### WHAT YOU SHOULD DO
Count the lines of the material below that contain the string "patio", treating uppercase and lowercase letters as distinct. Reply with the number alone.

## Start SUPPLIED DATA

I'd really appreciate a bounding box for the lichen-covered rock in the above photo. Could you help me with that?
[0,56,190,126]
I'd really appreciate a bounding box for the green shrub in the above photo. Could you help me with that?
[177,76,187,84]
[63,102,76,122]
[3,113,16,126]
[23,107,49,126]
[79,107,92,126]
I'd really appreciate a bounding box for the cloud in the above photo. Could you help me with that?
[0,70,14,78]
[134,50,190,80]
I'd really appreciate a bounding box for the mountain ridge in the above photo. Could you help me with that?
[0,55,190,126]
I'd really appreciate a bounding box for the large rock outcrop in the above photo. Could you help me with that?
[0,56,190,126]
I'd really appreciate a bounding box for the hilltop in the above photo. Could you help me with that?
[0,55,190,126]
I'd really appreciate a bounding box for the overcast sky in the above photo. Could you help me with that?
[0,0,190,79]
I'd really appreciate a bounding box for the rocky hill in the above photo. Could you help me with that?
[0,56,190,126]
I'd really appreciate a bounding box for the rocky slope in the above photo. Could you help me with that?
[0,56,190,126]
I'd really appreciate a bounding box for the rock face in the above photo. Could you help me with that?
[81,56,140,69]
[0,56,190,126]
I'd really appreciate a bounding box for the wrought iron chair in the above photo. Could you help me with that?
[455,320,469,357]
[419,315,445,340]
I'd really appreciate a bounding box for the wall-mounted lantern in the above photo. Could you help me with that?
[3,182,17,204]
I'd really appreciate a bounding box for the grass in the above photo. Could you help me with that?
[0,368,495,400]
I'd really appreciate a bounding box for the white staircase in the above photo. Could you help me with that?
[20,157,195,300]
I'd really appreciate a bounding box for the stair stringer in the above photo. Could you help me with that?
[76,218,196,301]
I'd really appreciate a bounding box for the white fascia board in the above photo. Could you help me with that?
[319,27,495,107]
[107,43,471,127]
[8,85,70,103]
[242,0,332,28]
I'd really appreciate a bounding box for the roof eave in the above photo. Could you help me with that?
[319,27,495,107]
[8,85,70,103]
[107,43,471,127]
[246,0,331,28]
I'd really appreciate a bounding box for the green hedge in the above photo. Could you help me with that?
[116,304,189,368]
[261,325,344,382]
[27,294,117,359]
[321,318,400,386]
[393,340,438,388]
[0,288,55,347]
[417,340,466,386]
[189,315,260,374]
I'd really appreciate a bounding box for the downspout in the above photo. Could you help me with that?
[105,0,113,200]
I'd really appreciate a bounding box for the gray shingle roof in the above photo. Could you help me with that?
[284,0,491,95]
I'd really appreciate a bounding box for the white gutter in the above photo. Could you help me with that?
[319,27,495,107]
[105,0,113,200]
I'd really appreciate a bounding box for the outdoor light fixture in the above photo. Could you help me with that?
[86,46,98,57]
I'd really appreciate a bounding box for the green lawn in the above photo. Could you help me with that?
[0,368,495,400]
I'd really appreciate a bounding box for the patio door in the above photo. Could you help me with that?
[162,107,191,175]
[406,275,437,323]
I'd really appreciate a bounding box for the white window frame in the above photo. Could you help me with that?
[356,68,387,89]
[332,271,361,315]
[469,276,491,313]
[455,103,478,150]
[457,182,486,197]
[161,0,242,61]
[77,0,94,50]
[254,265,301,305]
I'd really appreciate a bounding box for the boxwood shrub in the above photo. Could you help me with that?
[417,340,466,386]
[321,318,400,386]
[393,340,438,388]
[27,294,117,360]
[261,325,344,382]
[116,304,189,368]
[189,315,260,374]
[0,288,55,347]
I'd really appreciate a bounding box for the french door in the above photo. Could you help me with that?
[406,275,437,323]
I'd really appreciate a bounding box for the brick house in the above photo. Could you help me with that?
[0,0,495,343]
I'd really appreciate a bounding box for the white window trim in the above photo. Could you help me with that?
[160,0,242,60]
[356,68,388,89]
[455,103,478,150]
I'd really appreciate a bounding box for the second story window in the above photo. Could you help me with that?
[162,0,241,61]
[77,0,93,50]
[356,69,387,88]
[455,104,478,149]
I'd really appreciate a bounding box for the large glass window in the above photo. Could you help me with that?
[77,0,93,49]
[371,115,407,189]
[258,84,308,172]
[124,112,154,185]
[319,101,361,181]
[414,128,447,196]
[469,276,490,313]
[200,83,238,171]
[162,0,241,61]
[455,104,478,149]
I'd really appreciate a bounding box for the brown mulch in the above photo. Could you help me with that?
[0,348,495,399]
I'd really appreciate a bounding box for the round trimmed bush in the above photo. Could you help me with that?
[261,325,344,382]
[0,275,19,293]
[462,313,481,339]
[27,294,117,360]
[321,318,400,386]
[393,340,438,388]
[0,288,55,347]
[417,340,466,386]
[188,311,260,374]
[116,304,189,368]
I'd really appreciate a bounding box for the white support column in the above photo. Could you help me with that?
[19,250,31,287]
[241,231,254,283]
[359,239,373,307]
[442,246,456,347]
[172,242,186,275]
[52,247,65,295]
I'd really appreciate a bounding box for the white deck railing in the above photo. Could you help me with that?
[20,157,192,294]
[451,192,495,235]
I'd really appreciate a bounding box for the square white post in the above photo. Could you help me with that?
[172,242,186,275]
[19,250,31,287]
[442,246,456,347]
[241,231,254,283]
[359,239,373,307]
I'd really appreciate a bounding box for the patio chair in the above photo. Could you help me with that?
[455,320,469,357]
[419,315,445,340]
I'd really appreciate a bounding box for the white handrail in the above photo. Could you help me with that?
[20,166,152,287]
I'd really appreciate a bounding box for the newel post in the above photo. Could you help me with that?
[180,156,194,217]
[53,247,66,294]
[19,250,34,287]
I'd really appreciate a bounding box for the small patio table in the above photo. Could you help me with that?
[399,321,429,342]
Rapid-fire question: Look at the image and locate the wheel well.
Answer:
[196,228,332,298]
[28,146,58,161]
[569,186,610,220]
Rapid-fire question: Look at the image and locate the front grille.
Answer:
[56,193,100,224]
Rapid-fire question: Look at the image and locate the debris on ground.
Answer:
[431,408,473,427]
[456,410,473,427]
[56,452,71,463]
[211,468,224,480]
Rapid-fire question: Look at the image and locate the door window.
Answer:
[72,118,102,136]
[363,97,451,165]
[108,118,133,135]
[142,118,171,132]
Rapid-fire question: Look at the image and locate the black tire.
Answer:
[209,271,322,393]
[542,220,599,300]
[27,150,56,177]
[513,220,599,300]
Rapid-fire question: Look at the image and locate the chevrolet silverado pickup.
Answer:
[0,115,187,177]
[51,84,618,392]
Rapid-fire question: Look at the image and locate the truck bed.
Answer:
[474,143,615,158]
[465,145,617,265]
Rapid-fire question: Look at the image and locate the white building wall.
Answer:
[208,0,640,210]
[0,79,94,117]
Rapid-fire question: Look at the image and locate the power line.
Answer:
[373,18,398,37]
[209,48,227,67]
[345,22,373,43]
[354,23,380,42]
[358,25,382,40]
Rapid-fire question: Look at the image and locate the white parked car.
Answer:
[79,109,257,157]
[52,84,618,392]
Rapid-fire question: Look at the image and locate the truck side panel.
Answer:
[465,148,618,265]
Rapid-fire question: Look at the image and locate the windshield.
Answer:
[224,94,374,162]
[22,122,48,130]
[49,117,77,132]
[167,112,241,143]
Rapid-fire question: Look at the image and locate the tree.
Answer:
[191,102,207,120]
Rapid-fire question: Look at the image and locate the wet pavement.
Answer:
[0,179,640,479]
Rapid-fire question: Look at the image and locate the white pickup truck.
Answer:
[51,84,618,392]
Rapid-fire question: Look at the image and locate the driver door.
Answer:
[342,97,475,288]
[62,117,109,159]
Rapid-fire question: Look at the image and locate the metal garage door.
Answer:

## End SUPPLIED DATA

### EXERCISE RESPONSE
3